DATA SECTION:
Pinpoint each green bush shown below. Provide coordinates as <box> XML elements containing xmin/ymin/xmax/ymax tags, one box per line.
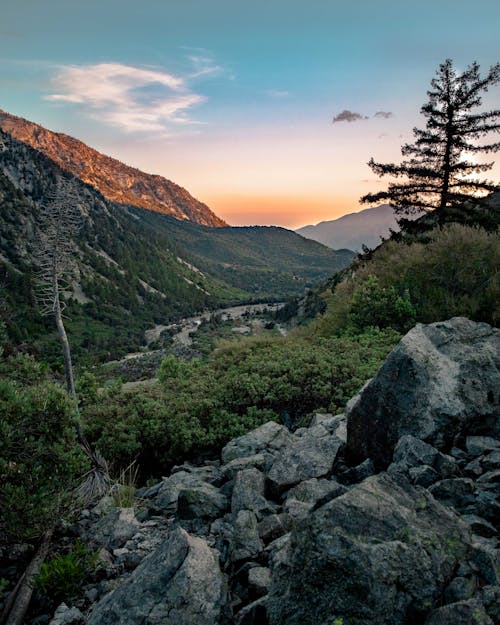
<box><xmin>314</xmin><ymin>224</ymin><xmax>500</xmax><ymax>335</ymax></box>
<box><xmin>84</xmin><ymin>328</ymin><xmax>399</xmax><ymax>478</ymax></box>
<box><xmin>0</xmin><ymin>355</ymin><xmax>87</xmax><ymax>540</ymax></box>
<box><xmin>36</xmin><ymin>540</ymin><xmax>98</xmax><ymax>603</ymax></box>
<box><xmin>349</xmin><ymin>275</ymin><xmax>416</xmax><ymax>332</ymax></box>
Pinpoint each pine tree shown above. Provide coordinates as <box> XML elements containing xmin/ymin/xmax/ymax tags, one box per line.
<box><xmin>360</xmin><ymin>59</ymin><xmax>500</xmax><ymax>224</ymax></box>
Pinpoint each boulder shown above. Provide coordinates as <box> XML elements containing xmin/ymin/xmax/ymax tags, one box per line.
<box><xmin>268</xmin><ymin>474</ymin><xmax>470</xmax><ymax>625</ymax></box>
<box><xmin>222</xmin><ymin>454</ymin><xmax>266</xmax><ymax>480</ymax></box>
<box><xmin>248</xmin><ymin>566</ymin><xmax>271</xmax><ymax>597</ymax></box>
<box><xmin>87</xmin><ymin>528</ymin><xmax>225</xmax><ymax>625</ymax></box>
<box><xmin>221</xmin><ymin>421</ymin><xmax>294</xmax><ymax>464</ymax></box>
<box><xmin>347</xmin><ymin>317</ymin><xmax>500</xmax><ymax>470</ymax></box>
<box><xmin>231</xmin><ymin>467</ymin><xmax>273</xmax><ymax>518</ymax></box>
<box><xmin>231</xmin><ymin>510</ymin><xmax>264</xmax><ymax>563</ymax></box>
<box><xmin>50</xmin><ymin>603</ymin><xmax>85</xmax><ymax>625</ymax></box>
<box><xmin>89</xmin><ymin>508</ymin><xmax>141</xmax><ymax>549</ymax></box>
<box><xmin>425</xmin><ymin>599</ymin><xmax>494</xmax><ymax>625</ymax></box>
<box><xmin>465</xmin><ymin>436</ymin><xmax>500</xmax><ymax>456</ymax></box>
<box><xmin>177</xmin><ymin>483</ymin><xmax>229</xmax><ymax>521</ymax></box>
<box><xmin>267</xmin><ymin>435</ymin><xmax>343</xmax><ymax>497</ymax></box>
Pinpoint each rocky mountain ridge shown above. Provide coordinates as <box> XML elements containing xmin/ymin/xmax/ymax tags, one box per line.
<box><xmin>0</xmin><ymin>110</ymin><xmax>227</xmax><ymax>227</ymax></box>
<box><xmin>0</xmin><ymin>130</ymin><xmax>353</xmax><ymax>360</ymax></box>
<box><xmin>41</xmin><ymin>317</ymin><xmax>500</xmax><ymax>625</ymax></box>
<box><xmin>296</xmin><ymin>204</ymin><xmax>399</xmax><ymax>252</ymax></box>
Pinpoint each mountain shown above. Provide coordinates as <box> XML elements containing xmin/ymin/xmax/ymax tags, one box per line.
<box><xmin>0</xmin><ymin>109</ymin><xmax>226</xmax><ymax>227</ymax></box>
<box><xmin>0</xmin><ymin>131</ymin><xmax>353</xmax><ymax>362</ymax></box>
<box><xmin>296</xmin><ymin>204</ymin><xmax>399</xmax><ymax>251</ymax></box>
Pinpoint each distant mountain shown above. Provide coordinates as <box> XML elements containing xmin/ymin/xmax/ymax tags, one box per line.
<box><xmin>296</xmin><ymin>204</ymin><xmax>399</xmax><ymax>251</ymax></box>
<box><xmin>0</xmin><ymin>109</ymin><xmax>227</xmax><ymax>227</ymax></box>
<box><xmin>0</xmin><ymin>131</ymin><xmax>353</xmax><ymax>362</ymax></box>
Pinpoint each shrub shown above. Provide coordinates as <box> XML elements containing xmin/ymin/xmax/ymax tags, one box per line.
<box><xmin>84</xmin><ymin>329</ymin><xmax>399</xmax><ymax>478</ymax></box>
<box><xmin>349</xmin><ymin>275</ymin><xmax>416</xmax><ymax>332</ymax></box>
<box><xmin>36</xmin><ymin>540</ymin><xmax>98</xmax><ymax>603</ymax></box>
<box><xmin>0</xmin><ymin>356</ymin><xmax>87</xmax><ymax>540</ymax></box>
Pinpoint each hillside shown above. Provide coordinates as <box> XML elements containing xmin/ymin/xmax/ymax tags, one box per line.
<box><xmin>0</xmin><ymin>134</ymin><xmax>352</xmax><ymax>360</ymax></box>
<box><xmin>0</xmin><ymin>110</ymin><xmax>226</xmax><ymax>227</ymax></box>
<box><xmin>296</xmin><ymin>204</ymin><xmax>399</xmax><ymax>251</ymax></box>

PROBLEM STATEMENT: Put every line of the material above into a JSON list of strings, one string per line, with blank lines omitted. Leave the pictures out of the list.

EXERCISE ANSWER:
[
  "Pinpoint each green bush shown below. Provide coordinates as <box> XML elements containing xmin/ymin/xmax/ymax tags, one box per line.",
  "<box><xmin>314</xmin><ymin>224</ymin><xmax>500</xmax><ymax>335</ymax></box>",
  "<box><xmin>84</xmin><ymin>328</ymin><xmax>399</xmax><ymax>478</ymax></box>",
  "<box><xmin>0</xmin><ymin>355</ymin><xmax>87</xmax><ymax>540</ymax></box>",
  "<box><xmin>36</xmin><ymin>540</ymin><xmax>98</xmax><ymax>603</ymax></box>",
  "<box><xmin>349</xmin><ymin>275</ymin><xmax>416</xmax><ymax>332</ymax></box>",
  "Pinpoint each pine tree shown above. Provide coordinates as <box> XML elements containing xmin/ymin/xmax/ymax tags, one box per line.",
  "<box><xmin>360</xmin><ymin>59</ymin><xmax>500</xmax><ymax>224</ymax></box>",
  "Pinpoint each boulder shown above. Provide coordinates as <box> XML elements containing xmin/ymin/xmax/ymax tags, one box per line.",
  "<box><xmin>268</xmin><ymin>474</ymin><xmax>470</xmax><ymax>625</ymax></box>",
  "<box><xmin>222</xmin><ymin>454</ymin><xmax>266</xmax><ymax>480</ymax></box>",
  "<box><xmin>248</xmin><ymin>566</ymin><xmax>271</xmax><ymax>597</ymax></box>",
  "<box><xmin>87</xmin><ymin>528</ymin><xmax>225</xmax><ymax>625</ymax></box>",
  "<box><xmin>221</xmin><ymin>421</ymin><xmax>294</xmax><ymax>464</ymax></box>",
  "<box><xmin>347</xmin><ymin>317</ymin><xmax>500</xmax><ymax>470</ymax></box>",
  "<box><xmin>231</xmin><ymin>467</ymin><xmax>273</xmax><ymax>518</ymax></box>",
  "<box><xmin>231</xmin><ymin>510</ymin><xmax>264</xmax><ymax>563</ymax></box>",
  "<box><xmin>50</xmin><ymin>603</ymin><xmax>85</xmax><ymax>625</ymax></box>",
  "<box><xmin>89</xmin><ymin>508</ymin><xmax>141</xmax><ymax>549</ymax></box>",
  "<box><xmin>425</xmin><ymin>599</ymin><xmax>494</xmax><ymax>625</ymax></box>",
  "<box><xmin>465</xmin><ymin>436</ymin><xmax>500</xmax><ymax>456</ymax></box>",
  "<box><xmin>177</xmin><ymin>483</ymin><xmax>229</xmax><ymax>521</ymax></box>",
  "<box><xmin>267</xmin><ymin>435</ymin><xmax>343</xmax><ymax>497</ymax></box>",
  "Pinpoint each rocky mountain ridge shown above. Provide coordinates as <box> XML elements containing xmin/ymin/xmax/ymax tags, one box per line.",
  "<box><xmin>0</xmin><ymin>110</ymin><xmax>227</xmax><ymax>227</ymax></box>",
  "<box><xmin>0</xmin><ymin>130</ymin><xmax>353</xmax><ymax>360</ymax></box>",
  "<box><xmin>41</xmin><ymin>317</ymin><xmax>500</xmax><ymax>625</ymax></box>",
  "<box><xmin>296</xmin><ymin>204</ymin><xmax>399</xmax><ymax>252</ymax></box>",
  "Pinpoint each mountain shown above. Provide coordinates as <box> XML elements containing xmin/ymin/xmax/ymax tags, one box per line.",
  "<box><xmin>0</xmin><ymin>109</ymin><xmax>226</xmax><ymax>227</ymax></box>",
  "<box><xmin>0</xmin><ymin>131</ymin><xmax>353</xmax><ymax>362</ymax></box>",
  "<box><xmin>296</xmin><ymin>204</ymin><xmax>399</xmax><ymax>251</ymax></box>",
  "Pinpoint each distant mountain shown above. Provide coordinates as <box> XML elements containing xmin/ymin/xmax/ymax tags, one box per line.",
  "<box><xmin>296</xmin><ymin>204</ymin><xmax>399</xmax><ymax>251</ymax></box>",
  "<box><xmin>0</xmin><ymin>109</ymin><xmax>227</xmax><ymax>227</ymax></box>",
  "<box><xmin>0</xmin><ymin>131</ymin><xmax>353</xmax><ymax>362</ymax></box>",
  "Pinpoint each shrub shown above. Provide coordinates as <box> XML elements containing xmin/ymin/xmax/ymax tags, one box per line.",
  "<box><xmin>84</xmin><ymin>329</ymin><xmax>399</xmax><ymax>478</ymax></box>",
  "<box><xmin>349</xmin><ymin>275</ymin><xmax>416</xmax><ymax>332</ymax></box>",
  "<box><xmin>36</xmin><ymin>540</ymin><xmax>98</xmax><ymax>603</ymax></box>",
  "<box><xmin>0</xmin><ymin>356</ymin><xmax>87</xmax><ymax>540</ymax></box>",
  "Pinpoint each hillside shown above. Provide coordinates as <box> XML elements containing xmin/ymin/xmax/ymax tags, one box per line.",
  "<box><xmin>0</xmin><ymin>134</ymin><xmax>352</xmax><ymax>360</ymax></box>",
  "<box><xmin>0</xmin><ymin>110</ymin><xmax>226</xmax><ymax>227</ymax></box>",
  "<box><xmin>296</xmin><ymin>204</ymin><xmax>399</xmax><ymax>251</ymax></box>"
]